» TASK OBJECTIVE: All records should be reproduced verbatim.

» LISTED ENTRIES:

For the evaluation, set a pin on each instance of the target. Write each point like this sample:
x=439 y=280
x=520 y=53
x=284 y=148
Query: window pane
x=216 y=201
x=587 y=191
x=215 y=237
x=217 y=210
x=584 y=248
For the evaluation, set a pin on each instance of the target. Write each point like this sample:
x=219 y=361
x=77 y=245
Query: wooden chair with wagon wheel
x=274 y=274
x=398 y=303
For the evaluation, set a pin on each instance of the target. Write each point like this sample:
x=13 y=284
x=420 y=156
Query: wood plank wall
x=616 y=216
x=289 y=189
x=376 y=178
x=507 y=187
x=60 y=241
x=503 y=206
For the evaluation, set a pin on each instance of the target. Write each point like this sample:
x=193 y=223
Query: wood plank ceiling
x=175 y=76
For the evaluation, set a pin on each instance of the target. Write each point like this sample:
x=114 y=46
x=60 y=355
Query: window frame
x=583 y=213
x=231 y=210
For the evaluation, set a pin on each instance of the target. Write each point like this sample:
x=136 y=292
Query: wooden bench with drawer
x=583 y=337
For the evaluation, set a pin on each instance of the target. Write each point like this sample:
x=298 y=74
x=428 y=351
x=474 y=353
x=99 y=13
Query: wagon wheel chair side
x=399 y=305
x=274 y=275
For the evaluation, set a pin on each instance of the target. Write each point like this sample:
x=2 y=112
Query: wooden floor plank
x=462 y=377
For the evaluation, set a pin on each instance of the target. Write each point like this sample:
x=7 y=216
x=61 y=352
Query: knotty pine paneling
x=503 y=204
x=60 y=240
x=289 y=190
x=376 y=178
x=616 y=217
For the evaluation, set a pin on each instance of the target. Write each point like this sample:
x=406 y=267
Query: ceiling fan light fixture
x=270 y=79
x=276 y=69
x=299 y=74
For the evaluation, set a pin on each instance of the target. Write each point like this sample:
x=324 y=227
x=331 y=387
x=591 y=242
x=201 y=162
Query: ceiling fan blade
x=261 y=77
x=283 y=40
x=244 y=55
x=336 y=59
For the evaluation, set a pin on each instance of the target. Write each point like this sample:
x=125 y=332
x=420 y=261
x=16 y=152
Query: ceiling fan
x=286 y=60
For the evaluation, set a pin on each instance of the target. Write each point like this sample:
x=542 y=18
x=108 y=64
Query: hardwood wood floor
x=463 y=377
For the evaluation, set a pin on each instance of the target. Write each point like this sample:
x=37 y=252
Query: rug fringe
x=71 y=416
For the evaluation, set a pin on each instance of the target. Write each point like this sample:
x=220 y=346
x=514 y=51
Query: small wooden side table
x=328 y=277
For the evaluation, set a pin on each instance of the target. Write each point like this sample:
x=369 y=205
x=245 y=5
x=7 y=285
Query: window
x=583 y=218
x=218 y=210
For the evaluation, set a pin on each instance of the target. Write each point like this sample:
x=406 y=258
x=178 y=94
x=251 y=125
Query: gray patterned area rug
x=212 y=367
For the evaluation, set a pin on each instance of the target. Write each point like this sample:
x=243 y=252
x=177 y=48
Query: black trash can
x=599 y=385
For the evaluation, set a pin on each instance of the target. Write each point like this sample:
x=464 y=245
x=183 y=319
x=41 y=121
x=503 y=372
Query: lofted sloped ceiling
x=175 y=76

» COMPLETED TASK:
For the evaluation, set a pin on each instance of the target. Write each point like this sample:
x=439 y=280
x=520 y=53
x=284 y=148
Query: window pane
x=216 y=201
x=587 y=191
x=215 y=237
x=217 y=210
x=584 y=248
For the evaluation, set a pin on each instance of the target. Write each point like this sample:
x=219 y=361
x=77 y=245
Query: wooden chair with wagon wheel
x=274 y=274
x=398 y=303
For the evaluation, set a pin on each instance of the target. Write each point like this sample:
x=13 y=284
x=420 y=156
Query: wood plank wall
x=616 y=216
x=289 y=189
x=376 y=178
x=507 y=187
x=60 y=241
x=503 y=206
For the evaluation, set a pin on each instance of the target. Write each point like this sample:
x=193 y=223
Query: wood plank ceiling
x=175 y=76
For the evaluation, set a pin on each instance of the target. Write each point like this sample:
x=114 y=46
x=60 y=355
Query: window frame
x=583 y=213
x=231 y=210
For the evaluation, set a pin on each instance of the target. Write each point like this sample:
x=136 y=292
Query: wooden bench with drawer
x=583 y=337
For the evaluation, set a pin on each instance of the target. Write each point like this sample:
x=298 y=74
x=428 y=351
x=474 y=353
x=99 y=13
Query: wagon wheel chair side
x=399 y=305
x=274 y=275
For the evaluation, set a pin on each instance of the target. Write each point like this sample:
x=2 y=112
Query: wooden floor plank
x=462 y=377
For the evaluation, set a pin on each instance of the target. Write each point like this sample:
x=7 y=216
x=61 y=352
Query: knotty pine paneling
x=503 y=204
x=60 y=240
x=289 y=190
x=376 y=178
x=616 y=217
For the evaluation, set a pin on each instance of the target. Write each point like this sample:
x=406 y=267
Query: ceiling fan light fixture
x=270 y=79
x=276 y=69
x=299 y=74
For the evaluation, set a pin on each instance of the target. Write each point like this sample:
x=324 y=227
x=331 y=387
x=591 y=242
x=201 y=162
Query: ceiling fan blade
x=261 y=77
x=283 y=40
x=244 y=55
x=336 y=59
For the evaluation, set a pin on each instance of the target. Write each point like this sample:
x=125 y=332
x=420 y=261
x=16 y=152
Query: ceiling fan
x=286 y=60
For the evaluation, set a pin on each instance of the target. Write each point like this sample:
x=542 y=18
x=108 y=64
Query: hardwood wood floor
x=463 y=377
For the evaluation, set a pin on each instance of the target. Write each point like this sample:
x=37 y=252
Query: rug fringe
x=71 y=416
For the evaluation, set a pin on each instance of the target. Write each point like this sample:
x=220 y=346
x=514 y=51
Query: small wooden side table
x=328 y=277
For the evaluation, set a pin on each instance of the target. Write each point like this sample:
x=369 y=205
x=245 y=5
x=7 y=285
Query: window
x=583 y=218
x=218 y=210
For the evaluation, set a pin on each instance of the target. Write each point like this sample:
x=406 y=258
x=178 y=94
x=251 y=125
Query: gray patterned area rug
x=212 y=367
For the evaluation, set a pin on each instance of the target. Write each point like this sample:
x=243 y=252
x=177 y=48
Query: black trash can
x=599 y=385
For the evaluation, set a pin on each instance of the target. Write each point like this sample:
x=464 y=245
x=183 y=319
x=41 y=121
x=503 y=372
Query: lofted sloped ceiling
x=175 y=76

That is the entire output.